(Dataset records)
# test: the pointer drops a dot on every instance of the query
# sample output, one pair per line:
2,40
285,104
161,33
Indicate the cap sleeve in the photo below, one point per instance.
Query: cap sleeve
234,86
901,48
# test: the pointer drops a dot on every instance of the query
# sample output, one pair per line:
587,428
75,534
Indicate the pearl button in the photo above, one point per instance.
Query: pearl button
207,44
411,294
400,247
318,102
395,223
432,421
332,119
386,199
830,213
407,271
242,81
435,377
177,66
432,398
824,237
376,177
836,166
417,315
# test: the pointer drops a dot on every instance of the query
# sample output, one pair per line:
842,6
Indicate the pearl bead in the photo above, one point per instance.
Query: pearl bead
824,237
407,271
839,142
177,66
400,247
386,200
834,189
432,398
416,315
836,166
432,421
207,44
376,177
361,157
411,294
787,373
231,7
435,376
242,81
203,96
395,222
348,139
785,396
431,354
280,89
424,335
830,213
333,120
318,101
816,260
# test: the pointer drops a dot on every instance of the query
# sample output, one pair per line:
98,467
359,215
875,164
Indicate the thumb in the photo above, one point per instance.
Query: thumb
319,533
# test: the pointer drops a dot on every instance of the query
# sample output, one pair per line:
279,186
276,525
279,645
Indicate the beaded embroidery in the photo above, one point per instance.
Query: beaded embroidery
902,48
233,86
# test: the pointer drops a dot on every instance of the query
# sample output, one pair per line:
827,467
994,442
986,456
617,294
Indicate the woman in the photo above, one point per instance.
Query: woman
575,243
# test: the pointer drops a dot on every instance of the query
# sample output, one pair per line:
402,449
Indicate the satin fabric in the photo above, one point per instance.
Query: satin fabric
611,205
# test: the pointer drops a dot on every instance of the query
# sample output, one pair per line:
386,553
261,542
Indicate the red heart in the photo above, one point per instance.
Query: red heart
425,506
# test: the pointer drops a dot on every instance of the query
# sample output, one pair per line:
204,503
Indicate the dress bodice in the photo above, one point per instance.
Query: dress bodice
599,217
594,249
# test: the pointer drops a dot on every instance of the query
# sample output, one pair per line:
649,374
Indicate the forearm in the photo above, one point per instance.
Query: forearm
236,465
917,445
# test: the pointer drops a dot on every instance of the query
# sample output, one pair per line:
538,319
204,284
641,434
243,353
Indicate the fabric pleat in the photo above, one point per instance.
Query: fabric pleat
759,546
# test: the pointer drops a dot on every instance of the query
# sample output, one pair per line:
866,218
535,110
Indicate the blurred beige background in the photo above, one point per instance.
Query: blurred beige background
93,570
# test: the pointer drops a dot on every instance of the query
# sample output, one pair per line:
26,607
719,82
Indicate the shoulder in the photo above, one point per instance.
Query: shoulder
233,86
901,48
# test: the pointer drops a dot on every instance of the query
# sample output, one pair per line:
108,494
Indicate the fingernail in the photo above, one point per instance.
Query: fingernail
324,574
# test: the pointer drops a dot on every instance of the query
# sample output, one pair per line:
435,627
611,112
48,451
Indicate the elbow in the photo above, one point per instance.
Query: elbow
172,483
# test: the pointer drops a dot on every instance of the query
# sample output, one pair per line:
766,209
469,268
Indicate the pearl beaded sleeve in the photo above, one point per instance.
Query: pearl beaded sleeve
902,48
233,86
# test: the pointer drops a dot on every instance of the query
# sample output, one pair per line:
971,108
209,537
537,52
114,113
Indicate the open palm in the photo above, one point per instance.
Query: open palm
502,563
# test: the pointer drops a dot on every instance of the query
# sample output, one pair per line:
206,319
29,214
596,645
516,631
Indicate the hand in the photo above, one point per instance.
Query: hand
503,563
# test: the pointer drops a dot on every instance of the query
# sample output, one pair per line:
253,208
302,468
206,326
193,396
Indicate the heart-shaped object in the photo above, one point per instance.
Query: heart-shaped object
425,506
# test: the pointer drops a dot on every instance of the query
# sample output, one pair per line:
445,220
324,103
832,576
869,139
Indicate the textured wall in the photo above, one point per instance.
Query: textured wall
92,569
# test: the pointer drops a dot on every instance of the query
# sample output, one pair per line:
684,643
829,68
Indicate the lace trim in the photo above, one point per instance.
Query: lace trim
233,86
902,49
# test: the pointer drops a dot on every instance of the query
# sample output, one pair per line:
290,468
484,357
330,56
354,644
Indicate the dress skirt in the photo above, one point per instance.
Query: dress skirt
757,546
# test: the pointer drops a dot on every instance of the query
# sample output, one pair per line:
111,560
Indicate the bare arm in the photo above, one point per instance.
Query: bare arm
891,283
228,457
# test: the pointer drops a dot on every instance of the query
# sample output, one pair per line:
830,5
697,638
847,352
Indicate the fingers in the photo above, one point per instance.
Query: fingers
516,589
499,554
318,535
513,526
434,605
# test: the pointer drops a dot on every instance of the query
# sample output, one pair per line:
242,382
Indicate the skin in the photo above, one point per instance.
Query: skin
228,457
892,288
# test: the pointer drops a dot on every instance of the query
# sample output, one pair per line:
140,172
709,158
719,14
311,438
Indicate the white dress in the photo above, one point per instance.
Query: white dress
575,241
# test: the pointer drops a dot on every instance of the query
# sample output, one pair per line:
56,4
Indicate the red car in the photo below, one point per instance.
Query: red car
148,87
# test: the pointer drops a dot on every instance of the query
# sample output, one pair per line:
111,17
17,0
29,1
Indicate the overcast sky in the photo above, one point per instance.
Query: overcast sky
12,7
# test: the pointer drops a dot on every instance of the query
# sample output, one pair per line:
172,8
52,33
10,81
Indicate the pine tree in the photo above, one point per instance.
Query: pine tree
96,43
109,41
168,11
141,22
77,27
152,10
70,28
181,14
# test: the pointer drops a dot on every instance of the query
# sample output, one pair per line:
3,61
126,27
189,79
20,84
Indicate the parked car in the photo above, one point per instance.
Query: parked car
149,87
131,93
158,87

▶ Your assignment:
Whenever the string "below" turns up in a line above, copy that line out.

▶ Response box:
Indicate the cap sleeve in the photo below, one point per instance.
Indicate the red car in the photo below, one point per instance.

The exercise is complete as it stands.